(Saved data entries)
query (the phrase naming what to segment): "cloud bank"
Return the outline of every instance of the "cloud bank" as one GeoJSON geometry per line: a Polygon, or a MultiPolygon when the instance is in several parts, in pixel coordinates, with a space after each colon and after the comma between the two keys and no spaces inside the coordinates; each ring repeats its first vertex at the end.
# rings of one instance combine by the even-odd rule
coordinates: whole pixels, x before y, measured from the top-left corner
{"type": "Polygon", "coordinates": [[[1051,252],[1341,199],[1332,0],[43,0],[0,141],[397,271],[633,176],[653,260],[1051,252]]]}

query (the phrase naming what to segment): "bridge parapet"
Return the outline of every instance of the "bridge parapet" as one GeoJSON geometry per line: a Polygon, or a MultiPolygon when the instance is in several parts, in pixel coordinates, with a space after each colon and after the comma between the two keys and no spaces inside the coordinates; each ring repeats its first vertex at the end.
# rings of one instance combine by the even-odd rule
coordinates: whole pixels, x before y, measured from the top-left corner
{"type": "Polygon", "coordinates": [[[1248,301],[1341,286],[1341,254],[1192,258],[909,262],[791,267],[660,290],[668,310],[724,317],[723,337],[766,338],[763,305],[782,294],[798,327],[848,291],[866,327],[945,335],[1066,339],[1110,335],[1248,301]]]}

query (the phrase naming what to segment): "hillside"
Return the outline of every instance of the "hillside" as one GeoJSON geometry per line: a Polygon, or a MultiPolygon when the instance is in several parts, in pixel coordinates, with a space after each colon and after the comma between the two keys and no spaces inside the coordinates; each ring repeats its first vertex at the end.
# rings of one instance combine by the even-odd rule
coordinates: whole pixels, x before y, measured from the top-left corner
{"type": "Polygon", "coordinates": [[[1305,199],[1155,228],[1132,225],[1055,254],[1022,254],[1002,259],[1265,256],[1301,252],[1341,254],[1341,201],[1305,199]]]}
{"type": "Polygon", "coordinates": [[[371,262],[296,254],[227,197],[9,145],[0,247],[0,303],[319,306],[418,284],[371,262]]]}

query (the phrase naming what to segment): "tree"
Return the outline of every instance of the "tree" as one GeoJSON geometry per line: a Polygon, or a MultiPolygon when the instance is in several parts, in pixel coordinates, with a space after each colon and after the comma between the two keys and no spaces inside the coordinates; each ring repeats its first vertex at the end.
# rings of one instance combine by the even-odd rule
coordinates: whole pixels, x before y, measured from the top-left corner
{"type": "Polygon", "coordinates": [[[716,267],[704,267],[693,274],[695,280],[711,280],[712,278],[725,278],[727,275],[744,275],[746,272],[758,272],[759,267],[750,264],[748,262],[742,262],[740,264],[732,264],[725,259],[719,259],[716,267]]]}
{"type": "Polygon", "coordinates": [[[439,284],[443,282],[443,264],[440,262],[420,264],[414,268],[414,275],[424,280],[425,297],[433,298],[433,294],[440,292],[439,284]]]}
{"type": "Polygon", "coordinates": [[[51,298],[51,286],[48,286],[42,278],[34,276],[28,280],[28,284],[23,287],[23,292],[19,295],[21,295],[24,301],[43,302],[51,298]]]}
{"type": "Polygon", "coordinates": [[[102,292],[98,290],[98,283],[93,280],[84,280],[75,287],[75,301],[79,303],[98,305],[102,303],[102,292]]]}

### WHAT YOU NEED TO DO:
Locate every line in the listing above that contains the string "parapet". Copy each of those lines in full.

### SOLUTION FOR THIS PROBLEM:
query (the phrase naming what to segment): "bridge parapet"
Return the outline of every instance of the "bridge parapet" as one GeoJSON geometry per line: a Polygon, or a MultiPolygon when the instance is in several parts, in pixel coordinates, with a space after each colon and after the comma between the two keys and no spaces inside the coordinates; each ring repeats its first vertex at the end.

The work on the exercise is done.